> What to do
Below are records. Transcribe exactly the lines from the one that contains "person in green" through the last line, leaving any pictures out.

— begin Records to process —

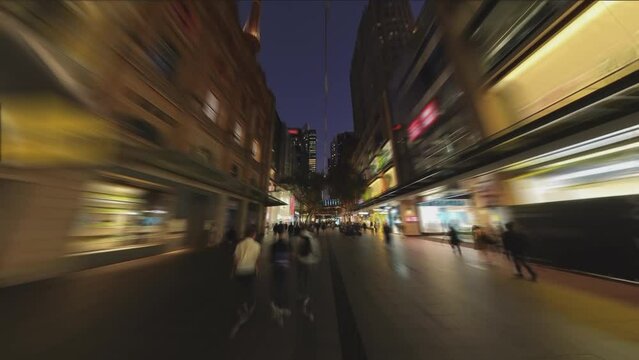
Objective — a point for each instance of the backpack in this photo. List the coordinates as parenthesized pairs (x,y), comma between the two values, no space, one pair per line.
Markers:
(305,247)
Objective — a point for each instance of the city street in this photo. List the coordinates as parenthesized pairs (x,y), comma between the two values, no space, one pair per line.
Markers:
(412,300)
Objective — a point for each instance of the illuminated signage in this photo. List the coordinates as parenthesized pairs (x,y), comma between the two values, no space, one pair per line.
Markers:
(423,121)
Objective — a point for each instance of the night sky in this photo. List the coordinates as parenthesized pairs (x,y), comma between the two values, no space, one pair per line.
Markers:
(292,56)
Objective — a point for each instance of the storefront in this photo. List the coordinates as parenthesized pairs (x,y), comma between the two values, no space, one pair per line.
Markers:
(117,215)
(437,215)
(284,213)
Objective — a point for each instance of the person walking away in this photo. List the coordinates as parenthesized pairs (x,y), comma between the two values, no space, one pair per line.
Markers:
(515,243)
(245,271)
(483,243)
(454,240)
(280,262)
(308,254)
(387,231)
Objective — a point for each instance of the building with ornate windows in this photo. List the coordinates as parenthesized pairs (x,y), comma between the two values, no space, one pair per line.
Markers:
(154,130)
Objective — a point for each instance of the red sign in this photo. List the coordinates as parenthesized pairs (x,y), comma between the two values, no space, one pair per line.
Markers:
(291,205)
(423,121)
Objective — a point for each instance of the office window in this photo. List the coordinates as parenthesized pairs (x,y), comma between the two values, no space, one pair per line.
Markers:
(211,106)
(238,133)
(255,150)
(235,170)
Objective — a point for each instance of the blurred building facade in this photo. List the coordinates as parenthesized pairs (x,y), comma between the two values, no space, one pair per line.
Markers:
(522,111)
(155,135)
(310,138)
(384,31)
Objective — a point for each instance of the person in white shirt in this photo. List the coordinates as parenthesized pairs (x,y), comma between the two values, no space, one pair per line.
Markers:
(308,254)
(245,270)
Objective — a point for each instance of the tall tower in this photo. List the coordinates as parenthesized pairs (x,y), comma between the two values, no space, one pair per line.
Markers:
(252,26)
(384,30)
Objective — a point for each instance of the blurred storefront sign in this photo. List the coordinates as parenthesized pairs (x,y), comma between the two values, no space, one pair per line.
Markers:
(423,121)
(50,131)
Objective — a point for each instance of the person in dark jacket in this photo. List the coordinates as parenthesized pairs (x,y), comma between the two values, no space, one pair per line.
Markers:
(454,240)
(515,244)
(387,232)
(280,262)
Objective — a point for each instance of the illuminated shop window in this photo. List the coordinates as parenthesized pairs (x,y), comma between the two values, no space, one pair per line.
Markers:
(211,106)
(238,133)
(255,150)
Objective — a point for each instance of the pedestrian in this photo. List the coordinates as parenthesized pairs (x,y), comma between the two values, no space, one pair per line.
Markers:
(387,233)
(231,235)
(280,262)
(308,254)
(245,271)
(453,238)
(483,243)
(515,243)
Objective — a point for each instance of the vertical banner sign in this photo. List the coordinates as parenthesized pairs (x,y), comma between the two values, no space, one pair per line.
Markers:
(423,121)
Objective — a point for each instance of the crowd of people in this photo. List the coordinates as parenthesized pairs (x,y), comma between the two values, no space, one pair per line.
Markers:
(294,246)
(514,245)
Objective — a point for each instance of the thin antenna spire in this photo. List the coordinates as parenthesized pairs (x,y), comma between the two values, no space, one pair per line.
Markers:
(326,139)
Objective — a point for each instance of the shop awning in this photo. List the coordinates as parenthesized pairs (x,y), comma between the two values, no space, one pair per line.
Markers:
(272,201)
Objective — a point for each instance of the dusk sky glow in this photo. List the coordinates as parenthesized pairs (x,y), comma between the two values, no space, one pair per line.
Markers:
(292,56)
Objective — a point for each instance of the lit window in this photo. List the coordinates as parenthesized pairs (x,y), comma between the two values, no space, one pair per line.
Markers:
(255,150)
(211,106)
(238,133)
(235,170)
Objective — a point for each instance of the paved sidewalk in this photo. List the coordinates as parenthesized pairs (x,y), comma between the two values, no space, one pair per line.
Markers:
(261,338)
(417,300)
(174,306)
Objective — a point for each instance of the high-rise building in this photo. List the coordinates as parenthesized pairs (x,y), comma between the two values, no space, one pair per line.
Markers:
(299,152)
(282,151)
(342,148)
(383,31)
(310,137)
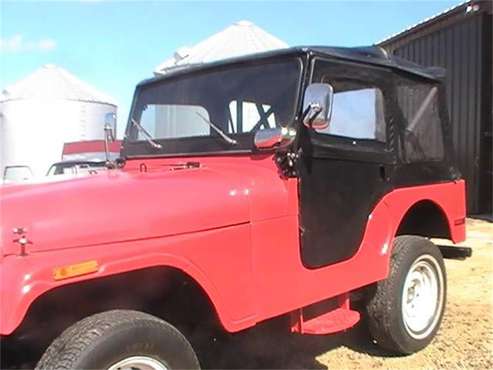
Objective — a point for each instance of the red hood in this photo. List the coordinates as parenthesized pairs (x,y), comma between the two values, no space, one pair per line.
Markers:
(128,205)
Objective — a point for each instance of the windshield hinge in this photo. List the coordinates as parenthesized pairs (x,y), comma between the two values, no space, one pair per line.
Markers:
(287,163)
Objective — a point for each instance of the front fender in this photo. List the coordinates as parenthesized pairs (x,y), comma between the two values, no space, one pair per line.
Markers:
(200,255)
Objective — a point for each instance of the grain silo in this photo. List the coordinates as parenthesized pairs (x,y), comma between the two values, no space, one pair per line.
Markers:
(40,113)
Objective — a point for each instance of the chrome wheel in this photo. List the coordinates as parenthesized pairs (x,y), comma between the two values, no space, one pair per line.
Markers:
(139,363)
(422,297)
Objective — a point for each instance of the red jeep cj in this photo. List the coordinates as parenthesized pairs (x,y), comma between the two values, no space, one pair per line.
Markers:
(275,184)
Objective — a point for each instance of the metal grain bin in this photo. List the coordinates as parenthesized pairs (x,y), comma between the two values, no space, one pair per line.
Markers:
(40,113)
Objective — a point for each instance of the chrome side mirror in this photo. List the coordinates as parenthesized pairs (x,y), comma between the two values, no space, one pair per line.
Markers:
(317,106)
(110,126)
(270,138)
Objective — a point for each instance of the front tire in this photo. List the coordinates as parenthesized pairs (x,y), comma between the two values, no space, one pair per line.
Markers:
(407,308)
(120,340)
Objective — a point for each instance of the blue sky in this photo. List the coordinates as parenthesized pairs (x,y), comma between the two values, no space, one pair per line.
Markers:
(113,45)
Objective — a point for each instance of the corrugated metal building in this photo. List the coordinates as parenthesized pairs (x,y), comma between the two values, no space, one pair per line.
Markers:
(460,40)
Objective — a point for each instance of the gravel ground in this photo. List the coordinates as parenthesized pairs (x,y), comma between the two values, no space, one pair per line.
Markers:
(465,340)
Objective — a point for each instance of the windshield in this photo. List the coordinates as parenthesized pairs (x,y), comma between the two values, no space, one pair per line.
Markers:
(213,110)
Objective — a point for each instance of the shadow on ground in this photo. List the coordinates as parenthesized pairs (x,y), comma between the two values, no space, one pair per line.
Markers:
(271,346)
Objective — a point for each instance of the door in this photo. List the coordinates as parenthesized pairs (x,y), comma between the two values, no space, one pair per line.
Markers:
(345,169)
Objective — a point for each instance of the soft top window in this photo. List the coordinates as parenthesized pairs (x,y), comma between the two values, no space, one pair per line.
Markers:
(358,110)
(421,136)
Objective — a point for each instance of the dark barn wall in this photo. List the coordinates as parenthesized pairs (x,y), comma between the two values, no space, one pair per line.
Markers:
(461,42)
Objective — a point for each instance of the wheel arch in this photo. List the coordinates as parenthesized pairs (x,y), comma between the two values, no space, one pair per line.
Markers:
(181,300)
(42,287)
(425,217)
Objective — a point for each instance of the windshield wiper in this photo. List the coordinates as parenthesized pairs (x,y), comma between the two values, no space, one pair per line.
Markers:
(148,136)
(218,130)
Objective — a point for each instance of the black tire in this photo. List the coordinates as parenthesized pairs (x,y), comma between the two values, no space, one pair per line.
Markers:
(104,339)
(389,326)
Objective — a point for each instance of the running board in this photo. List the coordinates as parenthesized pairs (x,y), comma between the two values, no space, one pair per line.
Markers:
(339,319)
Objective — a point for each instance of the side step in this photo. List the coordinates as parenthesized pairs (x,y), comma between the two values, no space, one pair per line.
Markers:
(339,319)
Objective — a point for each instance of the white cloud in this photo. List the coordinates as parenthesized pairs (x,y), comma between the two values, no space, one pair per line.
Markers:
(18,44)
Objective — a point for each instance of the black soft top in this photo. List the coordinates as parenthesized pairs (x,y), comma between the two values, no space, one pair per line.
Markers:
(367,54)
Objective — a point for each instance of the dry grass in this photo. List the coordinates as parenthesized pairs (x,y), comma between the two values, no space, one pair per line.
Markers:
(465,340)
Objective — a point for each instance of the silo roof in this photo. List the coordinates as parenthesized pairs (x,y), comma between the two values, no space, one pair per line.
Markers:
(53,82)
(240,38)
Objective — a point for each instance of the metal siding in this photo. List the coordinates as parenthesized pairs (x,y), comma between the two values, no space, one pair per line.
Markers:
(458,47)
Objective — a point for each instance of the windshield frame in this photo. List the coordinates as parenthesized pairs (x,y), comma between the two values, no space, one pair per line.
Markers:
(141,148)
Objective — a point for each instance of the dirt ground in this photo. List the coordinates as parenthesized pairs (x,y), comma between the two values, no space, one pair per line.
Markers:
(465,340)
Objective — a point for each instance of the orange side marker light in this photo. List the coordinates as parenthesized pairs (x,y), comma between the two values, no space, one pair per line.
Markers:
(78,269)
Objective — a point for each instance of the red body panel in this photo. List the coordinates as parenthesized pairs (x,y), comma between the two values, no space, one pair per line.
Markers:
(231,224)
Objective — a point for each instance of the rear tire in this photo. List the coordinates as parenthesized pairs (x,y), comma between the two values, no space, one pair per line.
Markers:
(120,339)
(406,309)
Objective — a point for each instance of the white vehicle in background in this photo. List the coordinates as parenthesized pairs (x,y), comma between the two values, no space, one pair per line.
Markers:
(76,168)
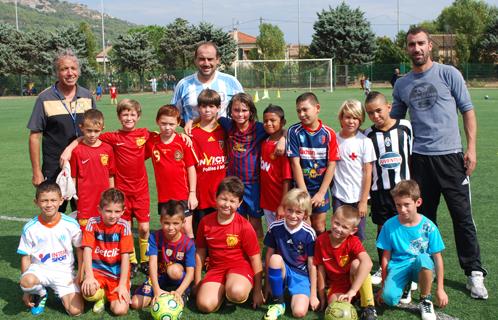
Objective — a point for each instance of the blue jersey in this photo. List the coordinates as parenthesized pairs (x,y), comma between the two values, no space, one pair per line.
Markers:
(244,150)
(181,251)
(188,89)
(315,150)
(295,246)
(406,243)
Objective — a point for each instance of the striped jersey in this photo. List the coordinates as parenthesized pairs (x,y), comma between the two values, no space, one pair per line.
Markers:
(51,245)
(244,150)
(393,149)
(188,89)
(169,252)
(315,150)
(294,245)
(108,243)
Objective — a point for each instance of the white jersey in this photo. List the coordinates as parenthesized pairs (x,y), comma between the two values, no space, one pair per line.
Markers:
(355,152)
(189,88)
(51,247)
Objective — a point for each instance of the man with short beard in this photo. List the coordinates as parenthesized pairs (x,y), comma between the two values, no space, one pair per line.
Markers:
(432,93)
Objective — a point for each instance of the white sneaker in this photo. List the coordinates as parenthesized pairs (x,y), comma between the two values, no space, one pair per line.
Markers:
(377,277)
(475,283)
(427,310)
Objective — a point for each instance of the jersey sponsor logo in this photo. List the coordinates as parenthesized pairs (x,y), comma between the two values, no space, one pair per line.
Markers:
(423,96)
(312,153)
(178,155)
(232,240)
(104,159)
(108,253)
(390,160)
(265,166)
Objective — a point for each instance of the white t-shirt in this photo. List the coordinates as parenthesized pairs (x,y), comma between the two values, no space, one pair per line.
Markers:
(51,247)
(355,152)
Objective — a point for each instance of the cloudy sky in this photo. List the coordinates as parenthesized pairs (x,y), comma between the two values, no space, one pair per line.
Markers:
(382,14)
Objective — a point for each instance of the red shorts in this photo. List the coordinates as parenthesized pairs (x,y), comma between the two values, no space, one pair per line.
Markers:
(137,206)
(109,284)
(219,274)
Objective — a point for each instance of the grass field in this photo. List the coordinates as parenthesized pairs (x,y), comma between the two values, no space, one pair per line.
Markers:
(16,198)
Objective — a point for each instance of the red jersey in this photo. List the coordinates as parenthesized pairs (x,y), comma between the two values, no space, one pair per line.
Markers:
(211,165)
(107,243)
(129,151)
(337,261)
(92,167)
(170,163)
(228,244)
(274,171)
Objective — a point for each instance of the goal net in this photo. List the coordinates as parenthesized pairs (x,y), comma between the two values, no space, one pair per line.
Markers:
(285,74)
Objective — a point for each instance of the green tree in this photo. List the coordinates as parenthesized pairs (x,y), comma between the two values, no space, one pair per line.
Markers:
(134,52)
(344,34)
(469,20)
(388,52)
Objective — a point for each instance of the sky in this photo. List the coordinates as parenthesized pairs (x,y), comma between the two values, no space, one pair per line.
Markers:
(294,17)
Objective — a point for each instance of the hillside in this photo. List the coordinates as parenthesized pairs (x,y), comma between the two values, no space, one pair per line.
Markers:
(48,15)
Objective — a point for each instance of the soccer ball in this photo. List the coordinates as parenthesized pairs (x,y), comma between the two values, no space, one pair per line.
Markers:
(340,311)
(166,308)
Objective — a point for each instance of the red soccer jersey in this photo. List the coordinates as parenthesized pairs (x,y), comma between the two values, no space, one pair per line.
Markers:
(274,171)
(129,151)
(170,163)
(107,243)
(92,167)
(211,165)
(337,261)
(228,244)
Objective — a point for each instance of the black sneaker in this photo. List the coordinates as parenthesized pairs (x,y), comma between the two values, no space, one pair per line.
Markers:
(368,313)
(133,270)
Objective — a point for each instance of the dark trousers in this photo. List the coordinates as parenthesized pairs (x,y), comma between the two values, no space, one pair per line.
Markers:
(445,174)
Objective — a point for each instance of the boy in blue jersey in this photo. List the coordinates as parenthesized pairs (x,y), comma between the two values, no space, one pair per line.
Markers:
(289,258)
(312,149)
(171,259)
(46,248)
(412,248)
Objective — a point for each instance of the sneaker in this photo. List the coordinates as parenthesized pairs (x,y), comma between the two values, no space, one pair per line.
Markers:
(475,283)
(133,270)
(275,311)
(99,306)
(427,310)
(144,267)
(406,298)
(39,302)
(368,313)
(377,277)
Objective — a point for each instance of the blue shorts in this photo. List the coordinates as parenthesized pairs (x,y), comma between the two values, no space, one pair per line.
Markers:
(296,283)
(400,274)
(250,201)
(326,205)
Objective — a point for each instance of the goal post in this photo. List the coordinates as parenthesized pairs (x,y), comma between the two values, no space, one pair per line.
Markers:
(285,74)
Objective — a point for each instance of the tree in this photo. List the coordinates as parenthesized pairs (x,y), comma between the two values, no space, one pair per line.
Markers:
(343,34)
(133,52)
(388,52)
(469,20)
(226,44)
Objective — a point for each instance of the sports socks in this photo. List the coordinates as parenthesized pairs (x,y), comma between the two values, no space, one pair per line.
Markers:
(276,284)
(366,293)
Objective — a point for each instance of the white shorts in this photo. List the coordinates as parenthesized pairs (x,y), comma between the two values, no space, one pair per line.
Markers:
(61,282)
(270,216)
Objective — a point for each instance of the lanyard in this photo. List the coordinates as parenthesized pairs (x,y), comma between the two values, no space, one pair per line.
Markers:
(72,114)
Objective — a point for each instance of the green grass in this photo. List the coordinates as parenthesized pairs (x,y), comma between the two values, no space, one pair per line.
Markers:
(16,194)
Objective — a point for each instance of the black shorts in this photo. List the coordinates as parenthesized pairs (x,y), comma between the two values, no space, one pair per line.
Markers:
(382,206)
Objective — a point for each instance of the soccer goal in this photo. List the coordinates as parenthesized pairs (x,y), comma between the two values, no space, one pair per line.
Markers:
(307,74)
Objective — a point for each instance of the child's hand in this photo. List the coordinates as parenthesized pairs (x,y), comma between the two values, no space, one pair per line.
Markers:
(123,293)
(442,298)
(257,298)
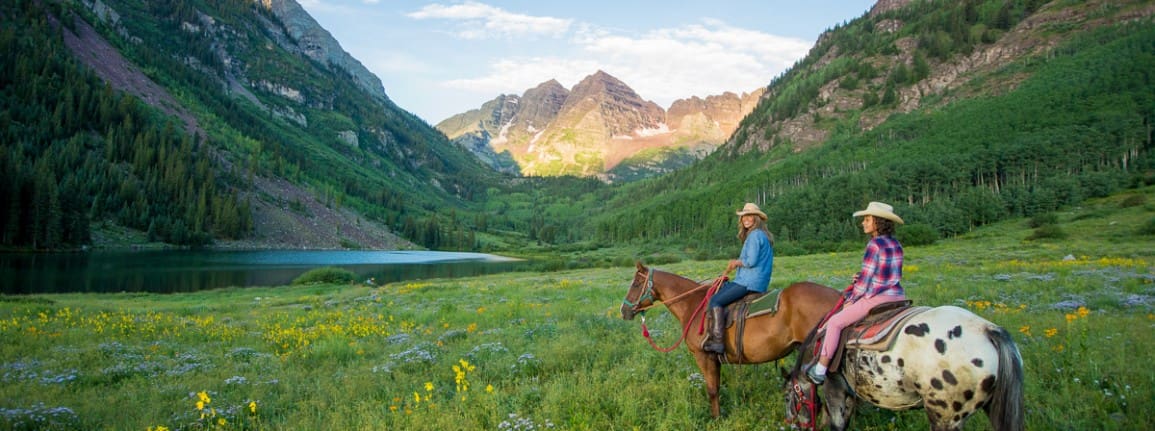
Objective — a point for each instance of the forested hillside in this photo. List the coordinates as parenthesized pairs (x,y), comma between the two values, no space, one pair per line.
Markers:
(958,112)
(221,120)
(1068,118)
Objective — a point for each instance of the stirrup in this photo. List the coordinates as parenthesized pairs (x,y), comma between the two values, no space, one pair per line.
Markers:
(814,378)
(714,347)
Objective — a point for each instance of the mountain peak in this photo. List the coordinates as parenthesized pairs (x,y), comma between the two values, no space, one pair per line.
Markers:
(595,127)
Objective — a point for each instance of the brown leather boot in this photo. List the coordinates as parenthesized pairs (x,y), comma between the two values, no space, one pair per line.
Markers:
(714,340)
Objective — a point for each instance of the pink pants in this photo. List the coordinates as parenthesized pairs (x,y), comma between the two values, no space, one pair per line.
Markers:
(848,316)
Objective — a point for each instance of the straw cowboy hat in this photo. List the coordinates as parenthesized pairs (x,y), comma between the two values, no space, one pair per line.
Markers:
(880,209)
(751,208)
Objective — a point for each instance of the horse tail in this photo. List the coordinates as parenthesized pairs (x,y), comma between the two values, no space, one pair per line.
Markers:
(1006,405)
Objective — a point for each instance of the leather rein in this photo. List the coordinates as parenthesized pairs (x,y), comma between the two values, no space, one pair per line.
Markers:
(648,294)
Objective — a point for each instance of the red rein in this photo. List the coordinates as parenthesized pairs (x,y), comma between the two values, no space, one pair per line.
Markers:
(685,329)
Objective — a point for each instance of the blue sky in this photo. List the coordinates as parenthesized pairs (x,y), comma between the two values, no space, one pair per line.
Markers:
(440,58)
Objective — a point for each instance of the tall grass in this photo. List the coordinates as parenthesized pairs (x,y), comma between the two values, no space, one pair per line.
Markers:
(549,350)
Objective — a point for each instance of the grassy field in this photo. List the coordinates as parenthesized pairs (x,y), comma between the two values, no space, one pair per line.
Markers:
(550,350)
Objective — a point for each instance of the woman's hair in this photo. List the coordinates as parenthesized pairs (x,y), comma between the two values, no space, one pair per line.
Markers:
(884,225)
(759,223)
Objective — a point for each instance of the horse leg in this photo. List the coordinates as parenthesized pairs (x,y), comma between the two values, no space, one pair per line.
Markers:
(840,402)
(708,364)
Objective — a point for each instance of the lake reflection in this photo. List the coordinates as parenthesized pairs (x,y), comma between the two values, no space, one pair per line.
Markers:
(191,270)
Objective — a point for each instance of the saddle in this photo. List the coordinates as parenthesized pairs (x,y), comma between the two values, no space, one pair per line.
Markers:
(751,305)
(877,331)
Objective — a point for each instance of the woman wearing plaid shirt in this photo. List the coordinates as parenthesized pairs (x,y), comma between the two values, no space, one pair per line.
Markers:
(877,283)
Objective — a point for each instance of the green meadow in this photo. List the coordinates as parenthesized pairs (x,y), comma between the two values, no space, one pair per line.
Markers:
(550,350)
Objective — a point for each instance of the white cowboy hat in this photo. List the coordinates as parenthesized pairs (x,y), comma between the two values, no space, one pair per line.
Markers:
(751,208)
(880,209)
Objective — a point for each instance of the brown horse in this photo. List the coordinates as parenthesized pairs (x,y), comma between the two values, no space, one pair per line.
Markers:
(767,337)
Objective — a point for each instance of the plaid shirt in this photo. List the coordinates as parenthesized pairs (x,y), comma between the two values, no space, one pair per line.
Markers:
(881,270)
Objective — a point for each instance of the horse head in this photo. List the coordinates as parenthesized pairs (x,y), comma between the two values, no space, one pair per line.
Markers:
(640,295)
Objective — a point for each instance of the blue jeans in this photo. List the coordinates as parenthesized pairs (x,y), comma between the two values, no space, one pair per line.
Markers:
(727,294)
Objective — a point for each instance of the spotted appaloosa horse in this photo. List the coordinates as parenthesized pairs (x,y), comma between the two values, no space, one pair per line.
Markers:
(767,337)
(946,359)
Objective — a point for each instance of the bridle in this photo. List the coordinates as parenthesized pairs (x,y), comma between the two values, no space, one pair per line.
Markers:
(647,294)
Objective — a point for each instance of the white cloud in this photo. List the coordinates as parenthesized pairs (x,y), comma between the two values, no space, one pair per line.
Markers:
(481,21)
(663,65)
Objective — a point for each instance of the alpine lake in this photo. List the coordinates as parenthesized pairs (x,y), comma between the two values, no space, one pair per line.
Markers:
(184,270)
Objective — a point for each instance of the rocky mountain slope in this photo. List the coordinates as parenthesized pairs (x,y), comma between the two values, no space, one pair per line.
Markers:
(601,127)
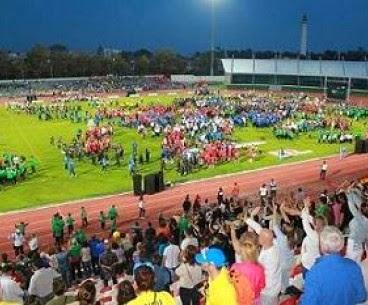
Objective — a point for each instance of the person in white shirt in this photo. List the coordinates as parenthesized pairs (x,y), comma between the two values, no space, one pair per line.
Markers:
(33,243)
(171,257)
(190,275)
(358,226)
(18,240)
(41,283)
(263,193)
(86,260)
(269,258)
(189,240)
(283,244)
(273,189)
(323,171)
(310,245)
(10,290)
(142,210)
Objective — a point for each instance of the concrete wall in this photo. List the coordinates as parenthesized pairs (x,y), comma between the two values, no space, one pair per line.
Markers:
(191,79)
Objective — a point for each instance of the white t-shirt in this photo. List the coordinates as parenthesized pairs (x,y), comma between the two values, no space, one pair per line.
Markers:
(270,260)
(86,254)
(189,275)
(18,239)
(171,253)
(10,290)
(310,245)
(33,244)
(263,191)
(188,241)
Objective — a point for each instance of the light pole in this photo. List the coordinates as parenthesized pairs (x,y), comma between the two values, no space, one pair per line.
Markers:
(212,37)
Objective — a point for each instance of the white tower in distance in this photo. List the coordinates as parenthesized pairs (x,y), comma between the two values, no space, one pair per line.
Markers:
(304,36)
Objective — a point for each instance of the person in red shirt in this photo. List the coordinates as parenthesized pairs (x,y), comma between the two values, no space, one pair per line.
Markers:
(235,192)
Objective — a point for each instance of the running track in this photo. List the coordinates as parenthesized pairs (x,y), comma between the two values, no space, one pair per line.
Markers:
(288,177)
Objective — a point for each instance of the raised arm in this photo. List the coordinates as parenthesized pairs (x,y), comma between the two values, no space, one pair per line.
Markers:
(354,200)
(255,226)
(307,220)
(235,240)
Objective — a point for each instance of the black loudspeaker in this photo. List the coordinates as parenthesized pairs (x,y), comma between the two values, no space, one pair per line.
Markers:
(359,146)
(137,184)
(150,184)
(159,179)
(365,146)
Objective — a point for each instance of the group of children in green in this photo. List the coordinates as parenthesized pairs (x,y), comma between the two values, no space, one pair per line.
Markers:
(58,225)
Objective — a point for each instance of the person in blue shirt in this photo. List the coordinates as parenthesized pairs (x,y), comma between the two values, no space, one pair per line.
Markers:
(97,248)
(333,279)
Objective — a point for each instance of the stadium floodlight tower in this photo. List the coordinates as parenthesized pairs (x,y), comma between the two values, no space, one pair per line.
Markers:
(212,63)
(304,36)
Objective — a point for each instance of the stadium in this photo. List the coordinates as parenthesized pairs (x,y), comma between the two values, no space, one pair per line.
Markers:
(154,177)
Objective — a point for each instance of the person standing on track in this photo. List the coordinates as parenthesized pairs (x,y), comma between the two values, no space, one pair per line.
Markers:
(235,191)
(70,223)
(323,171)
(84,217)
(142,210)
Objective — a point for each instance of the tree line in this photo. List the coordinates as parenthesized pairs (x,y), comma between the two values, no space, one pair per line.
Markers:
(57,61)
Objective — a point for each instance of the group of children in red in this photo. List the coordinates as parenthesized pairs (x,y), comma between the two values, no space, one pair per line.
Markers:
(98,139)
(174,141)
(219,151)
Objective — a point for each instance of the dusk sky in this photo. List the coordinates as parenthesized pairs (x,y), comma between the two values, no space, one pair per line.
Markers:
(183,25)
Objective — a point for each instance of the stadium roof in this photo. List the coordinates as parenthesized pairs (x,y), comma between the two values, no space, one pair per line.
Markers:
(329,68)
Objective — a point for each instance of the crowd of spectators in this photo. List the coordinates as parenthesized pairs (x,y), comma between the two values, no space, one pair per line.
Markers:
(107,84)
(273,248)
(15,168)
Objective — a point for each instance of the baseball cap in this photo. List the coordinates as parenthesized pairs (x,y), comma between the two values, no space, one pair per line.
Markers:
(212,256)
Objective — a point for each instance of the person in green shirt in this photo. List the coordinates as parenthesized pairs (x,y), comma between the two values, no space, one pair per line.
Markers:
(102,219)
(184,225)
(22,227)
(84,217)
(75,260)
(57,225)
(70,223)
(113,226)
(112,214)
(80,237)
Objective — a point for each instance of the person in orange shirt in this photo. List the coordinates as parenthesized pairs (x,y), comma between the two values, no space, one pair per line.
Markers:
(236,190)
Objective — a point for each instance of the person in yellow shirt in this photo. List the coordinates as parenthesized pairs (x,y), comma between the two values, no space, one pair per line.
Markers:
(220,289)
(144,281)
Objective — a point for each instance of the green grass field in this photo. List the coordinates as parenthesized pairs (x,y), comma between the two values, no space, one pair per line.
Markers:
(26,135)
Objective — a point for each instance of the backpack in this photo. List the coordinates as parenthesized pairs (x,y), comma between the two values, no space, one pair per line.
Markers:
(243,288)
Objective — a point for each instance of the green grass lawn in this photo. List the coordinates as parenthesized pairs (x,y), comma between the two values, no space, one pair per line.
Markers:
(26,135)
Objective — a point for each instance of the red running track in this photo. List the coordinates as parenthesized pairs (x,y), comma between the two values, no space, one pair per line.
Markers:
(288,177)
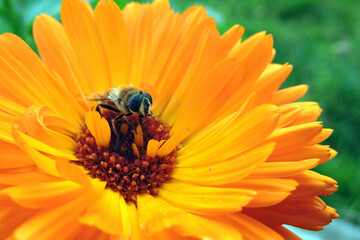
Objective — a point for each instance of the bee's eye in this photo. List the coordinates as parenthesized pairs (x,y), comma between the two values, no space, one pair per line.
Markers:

— end Records to process —

> Final result
Objective — a point for each instance of the person in green shirt in this photo. List the coordinates as parenthesized pairs (x,y), comma between the two values, no space, one pair per line.
Markers:
(102,219)
(184,225)
(22,227)
(84,217)
(75,260)
(57,225)
(70,223)
(113,226)
(112,214)
(80,237)
Objective — a point for each instance of the person in orange shirt in this photo. List the coordinates as parenthesized pairs (x,y), comma between the two values, no space, one pair per line.
Markers:
(236,190)
Objective — a point for each instance of the person in yellow shirt in this photo. List the coordinates as parenthesized pairs (x,y), comma between the two values, no space, one pair per line.
Markers:
(220,289)
(144,281)
Objective — a point for each instance of the green grass field in this photo. List the coordinates as parenthesized pairs (x,y), comma between the two values, no space, one pair per line.
Markers:
(26,135)
Objective — a point for each instance of the backpack in this photo. List the coordinates as parenthesized pairs (x,y), comma between the two values, no space, one pair per line.
Markers:
(243,288)
Objective — a point for each instance of the green grass lawn in this photo. List the coordinates as parenthesized pairs (x,y), comma between the two values, no space, one pair per line.
Markers:
(26,135)
Objective — a point for each instance of the red running track in this photo. List the coordinates as parenthesized pairs (x,y), comma between the two values, no space, one pair per line.
Markers:
(288,177)
Objective — a point for each instance of the bee's eye in this photo. List the coordinates as parenthesized pairs (x,y), comma between the two values, no space, one pair per line.
Markers:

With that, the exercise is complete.